> PROMPT
Output only the lines of the entries that follow, starting at the one with "negative clicks: (91, 135) (104, 154)" and running down to the one with "box: [51, 264, 161, 394]", both included and unchanged.
_____
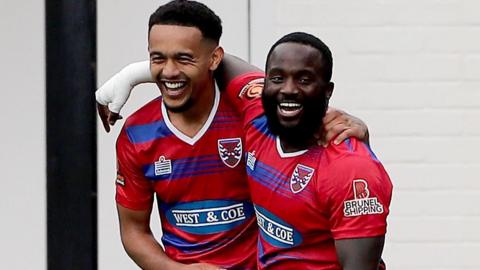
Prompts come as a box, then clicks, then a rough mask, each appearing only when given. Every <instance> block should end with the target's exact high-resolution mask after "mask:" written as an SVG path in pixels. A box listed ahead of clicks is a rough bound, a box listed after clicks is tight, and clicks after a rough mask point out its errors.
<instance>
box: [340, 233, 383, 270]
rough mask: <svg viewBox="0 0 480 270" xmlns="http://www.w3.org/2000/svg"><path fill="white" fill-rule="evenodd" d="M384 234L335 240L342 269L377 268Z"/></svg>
mask: <svg viewBox="0 0 480 270" xmlns="http://www.w3.org/2000/svg"><path fill="white" fill-rule="evenodd" d="M384 242H385V236H378V237H368V238H356V239H341V240H335V248H336V250H337V256H338V260H339V261H340V264H341V266H342V269H343V270H377V269H378V267H379V263H380V258H381V255H382V251H383V245H384Z"/></svg>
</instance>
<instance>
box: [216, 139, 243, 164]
mask: <svg viewBox="0 0 480 270" xmlns="http://www.w3.org/2000/svg"><path fill="white" fill-rule="evenodd" d="M217 146H218V154H219V155H220V159H221V160H222V161H223V163H224V164H225V165H227V166H228V167H230V168H235V166H237V165H238V163H239V162H240V160H241V158H242V140H241V139H240V138H228V139H220V140H218V143H217Z"/></svg>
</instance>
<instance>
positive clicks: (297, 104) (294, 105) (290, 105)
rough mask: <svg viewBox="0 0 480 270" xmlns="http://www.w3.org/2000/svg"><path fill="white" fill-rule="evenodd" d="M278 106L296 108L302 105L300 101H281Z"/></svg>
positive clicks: (299, 106) (301, 105)
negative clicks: (284, 101)
mask: <svg viewBox="0 0 480 270" xmlns="http://www.w3.org/2000/svg"><path fill="white" fill-rule="evenodd" d="M280 107H284V108H292V109H298V108H301V107H302V105H301V104H300V103H295V102H281V103H280Z"/></svg>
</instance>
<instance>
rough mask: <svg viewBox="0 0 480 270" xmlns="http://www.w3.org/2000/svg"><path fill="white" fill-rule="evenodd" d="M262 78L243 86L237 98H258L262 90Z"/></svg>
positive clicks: (262, 78) (248, 83) (260, 78)
mask: <svg viewBox="0 0 480 270" xmlns="http://www.w3.org/2000/svg"><path fill="white" fill-rule="evenodd" d="M263 82H264V79H263V78H258V79H255V80H252V81H250V82H249V83H248V84H247V85H245V86H244V87H243V88H242V90H240V93H239V94H238V97H239V98H243V97H245V98H247V99H254V98H257V97H260V96H261V94H262V90H263Z"/></svg>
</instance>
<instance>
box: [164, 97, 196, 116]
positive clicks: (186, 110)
mask: <svg viewBox="0 0 480 270" xmlns="http://www.w3.org/2000/svg"><path fill="white" fill-rule="evenodd" d="M193 103H194V102H193V100H192V98H191V97H190V98H188V99H187V101H185V102H184V103H183V104H181V105H180V106H176V107H172V106H169V105H168V104H167V103H166V102H163V104H164V105H165V108H166V109H167V110H168V111H170V112H173V113H183V112H186V111H188V110H189V109H190V108H191V107H192V106H193Z"/></svg>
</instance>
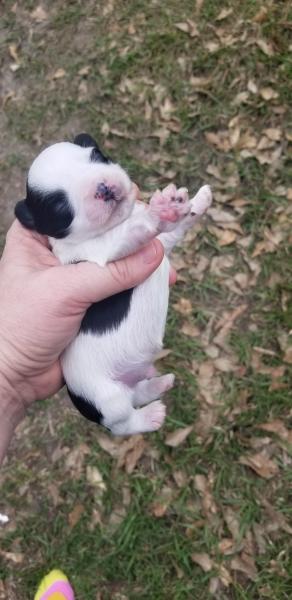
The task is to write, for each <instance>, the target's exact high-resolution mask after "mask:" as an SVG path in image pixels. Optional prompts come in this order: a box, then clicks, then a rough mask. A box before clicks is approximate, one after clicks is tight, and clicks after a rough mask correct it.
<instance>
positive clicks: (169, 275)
mask: <svg viewBox="0 0 292 600" xmlns="http://www.w3.org/2000/svg"><path fill="white" fill-rule="evenodd" d="M175 283H176V270H175V269H174V268H173V267H172V266H170V271H169V285H174V284H175Z"/></svg>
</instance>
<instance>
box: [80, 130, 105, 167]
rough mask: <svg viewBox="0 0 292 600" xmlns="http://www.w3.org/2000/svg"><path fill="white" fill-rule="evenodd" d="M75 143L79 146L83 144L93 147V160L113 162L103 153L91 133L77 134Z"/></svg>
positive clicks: (90, 159)
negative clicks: (91, 135) (104, 154)
mask: <svg viewBox="0 0 292 600" xmlns="http://www.w3.org/2000/svg"><path fill="white" fill-rule="evenodd" d="M74 144H77V146H81V147H82V148H92V151H91V154H90V160H91V161H92V162H103V163H106V164H109V163H110V162H111V160H110V159H109V158H108V157H107V156H105V155H104V154H103V153H102V151H101V149H100V148H99V147H98V145H97V143H96V141H95V140H94V139H93V138H92V137H91V135H88V133H80V134H79V135H77V136H76V138H75V139H74Z"/></svg>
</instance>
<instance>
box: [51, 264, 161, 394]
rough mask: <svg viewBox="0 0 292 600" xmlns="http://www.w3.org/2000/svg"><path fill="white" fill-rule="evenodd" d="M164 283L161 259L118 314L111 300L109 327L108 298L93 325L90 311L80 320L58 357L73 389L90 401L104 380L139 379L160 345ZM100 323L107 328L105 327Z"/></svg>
mask: <svg viewBox="0 0 292 600" xmlns="http://www.w3.org/2000/svg"><path fill="white" fill-rule="evenodd" d="M168 279H169V262H168V259H167V258H164V259H163V261H162V263H161V265H160V267H158V269H157V270H156V271H155V272H154V273H153V274H152V275H151V276H150V277H149V278H148V279H147V280H146V281H145V282H144V283H142V284H141V285H139V286H138V287H137V288H135V289H134V290H133V291H131V292H128V293H126V295H125V297H124V298H123V300H122V309H121V310H118V309H117V302H116V300H114V302H113V306H114V308H113V315H112V316H113V317H114V318H113V327H112V328H110V327H109V323H110V319H109V311H110V301H111V299H109V301H108V302H107V303H106V304H105V305H102V303H100V309H101V310H100V313H99V314H98V317H97V320H96V327H94V314H93V313H92V314H91V318H89V317H88V315H87V316H86V317H85V318H84V320H83V327H82V328H83V330H81V332H80V333H79V334H78V336H77V337H76V339H75V340H74V341H73V342H72V343H71V344H70V345H69V347H68V348H67V350H66V351H65V352H64V355H63V357H62V367H63V374H64V377H65V380H66V383H67V385H68V387H69V388H70V390H71V391H73V392H74V393H75V394H78V395H80V396H82V397H84V398H87V399H90V400H91V401H93V398H94V399H95V398H96V397H98V396H99V395H101V396H103V395H104V394H103V391H105V390H104V388H105V387H106V384H105V382H106V381H108V379H113V380H116V381H121V382H123V381H125V380H126V379H133V380H135V379H137V380H140V379H143V374H144V373H145V372H146V370H147V368H148V367H149V364H151V362H152V361H153V359H154V358H155V355H156V354H157V353H158V352H159V350H160V349H161V347H162V342H163V334H164V329H165V321H166V316H167V307H168V294H169V283H168ZM117 296H118V295H117ZM104 307H105V319H104V323H103V319H102V312H103V309H104ZM120 308H121V306H120ZM97 313H98V306H96V314H97ZM104 324H106V327H103V325H104ZM102 328H103V329H104V330H102Z"/></svg>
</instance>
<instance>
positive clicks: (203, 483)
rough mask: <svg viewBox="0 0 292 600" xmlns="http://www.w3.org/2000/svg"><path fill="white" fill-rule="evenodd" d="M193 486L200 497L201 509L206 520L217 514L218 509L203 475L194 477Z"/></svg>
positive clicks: (205, 477) (204, 475) (208, 483)
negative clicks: (199, 495) (206, 518)
mask: <svg viewBox="0 0 292 600" xmlns="http://www.w3.org/2000/svg"><path fill="white" fill-rule="evenodd" d="M194 485H195V488H196V490H197V491H198V492H199V494H200V497H201V503H202V509H203V512H204V514H205V515H206V517H207V518H210V516H212V515H215V514H217V512H218V509H217V506H216V503H215V500H214V498H213V495H212V492H211V485H210V482H209V481H208V479H207V477H205V475H195V477H194Z"/></svg>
_____
> TASK RESPONSE
negative clicks: (91, 135) (104, 154)
mask: <svg viewBox="0 0 292 600" xmlns="http://www.w3.org/2000/svg"><path fill="white" fill-rule="evenodd" d="M74 144H77V146H81V147H82V148H92V151H91V154H90V160H91V161H92V162H103V163H106V164H109V163H110V162H111V160H110V159H109V158H108V157H107V156H105V155H104V154H103V153H102V151H101V149H100V148H99V147H98V145H97V143H96V141H95V140H94V139H93V138H92V137H91V135H88V133H80V134H79V135H77V136H76V138H75V139H74Z"/></svg>
</instance>
<instance>
box: [51, 264, 161, 394]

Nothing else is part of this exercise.